*EXCERPT PROVIDED*.
.....

Skip to content

Reference panels

Xia Shen edited this page Mar 29, 2023 · 12 revisions

This page introduces our pre-computed reference panels for the European-ancestry population. If you would like to compute your own reference panel, please read section Build a reference panel.

The eigenvalues and eigenvectors of LD matrices are essential input of HDL. For the European-ancestry population, we have computed these from 335,265 Genomic British individuals in UK Biobank. You can download these pre-computed reference files from the links in this instruction. The details can be found below.

Clarification: The reference panels with imputed SNPs are based on genotypes in UK Biobank, which were imputed to HRC and UK10K + 1000 Genomes. Therefore the "HapMap SNPs" in HDL paper and software refers to limiting the SNP list to HapMap SNPs, instead of approximating HapMap LD.

Note: The reference panels are hosted on Dropbox. For users located in mainland China, please see the last question in the Reference panel section in FAQ for the files hosted on Baidu Netdisk.

.....

*STORED DATA*.
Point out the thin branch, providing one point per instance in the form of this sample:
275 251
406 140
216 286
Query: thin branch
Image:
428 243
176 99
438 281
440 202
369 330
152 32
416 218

.....

*ACTIVITIES*.
1. Reproduce the part of the HDL reference panels page starting with "Clarification: The reference" and going on through "approximating HapMap LD.".
2. Carry on writing the HDL reference panels page from the point where it stops.

*ANSWERS TO THE TASKS*.
1.
Clarification: The reference panels with imputed SNPs are based on genotypes in UK Biobank, which were imputed to HRC and UK10K + 1000 Genomes. Therefore the "HapMap SNPs" in HDL paper and software refers to limiting the SNP list to HapMap SNPs, instead of approximating HapMap LD.

2.
1,029,876 QCed UK Biobank imputed HapMap3 SNPs

The size is about 33 GB after extraction. Although it takes more time, using the imputed panel provides more accurate estimates of genetic correlations. Therefore if your GWAS includes most of the HapMap3 SNPs, we recommend the usage of the imputed reference panel. You can download it here. Because the file size is large, in case of unstable internet connection, it is much more reliable to download the file using wget:

wget -c -t 1 \
https://www.dropbox.com/s/6js1dzy4tkc3gac/UKB_imputed_SVD_eigen99_extraction.tar.gz?dl=0 \
--no-check-certificate -O /Your/path/UKB_imputed_SVD_eigen99_extraction.tar.gz

If the downloading interrupts or gets stuck for a while, you can rerun the above command to continue downloading. When the file has finished downloading, you can check its MD5 hash to make sure the downloaded file is complete. For different operating systems, this can be done by

md5sum /Your/path/UKB_imputed_SVD_eigen99_extraction.tar.gz  #Linux
md5 /Your/path/UKB_imputed_SVD_eigen99_extraction.tar.gz  #Mac
CertUtil -hashfile \Your\path\UKB_imputed_SVD_eigen99_extraction.tar.gz MD5  #Windows

The computation of MD5 may take a few minutes. If the MD5 hash is b1ba0081dc0f7cbf626c0e711e88a2e9, then the downloaded file is complete. The extraction can be done by

cd /Your/path/
tar -xzvf UKB_imputed_SVD_eigen99_extraction.tar.gz

After successfully extracting all the files, the original .tar.gz file can be removed. If you prefer to download single files instead of the whole compressed file, you can find them here.

769,306 QCed UK Biobank imputed HapMap2 SNPs

If one of your GWAS includes most of the HapMap 2 SNPs, but many SNPs (more than 1%) in the above HapMap 3 reference panel are absent, then this HapMap2 panel is more proper to be used for HDL. The size is about 18 GB after extraction. You can download it here or use wget by

wget -c -t 1 \
https://www.dropbox.com/s/4vuktycxz1an6sp/UKB_imputed_hapmap2_SVD_eigen99_extraction.tar.gz?dl=0 \
--no-check-certificate -O /Your/path/UKB_imputed_hapmap2_SVD_eigen99_extraction.tar.gz

The MD5 hash should be dba426aae48662ff2cb00daa246c2ade. After successfully downloading and extraction, you may remove the compressed file.

307,519 QCed UK Biobank Axiom Array SNPs

The size is about 7.5 GB after extraction. You can download it here or use wget by

wget -c -t 1 \
https://www.dropbox.com/s/fuvpwsf6r8tjd6c/UKB_array_SVD_eigen90_extraction.tar.gz?dl=0 \
--no-check-certificate -O /Your/path/UKB_array_SVD_eigen90_extraction.tar.gz

The MD5 hash should be ff3fadd7ea08bd29759b6c652618cd1f. After successfully downloading and extraction, you may remove the compressed file.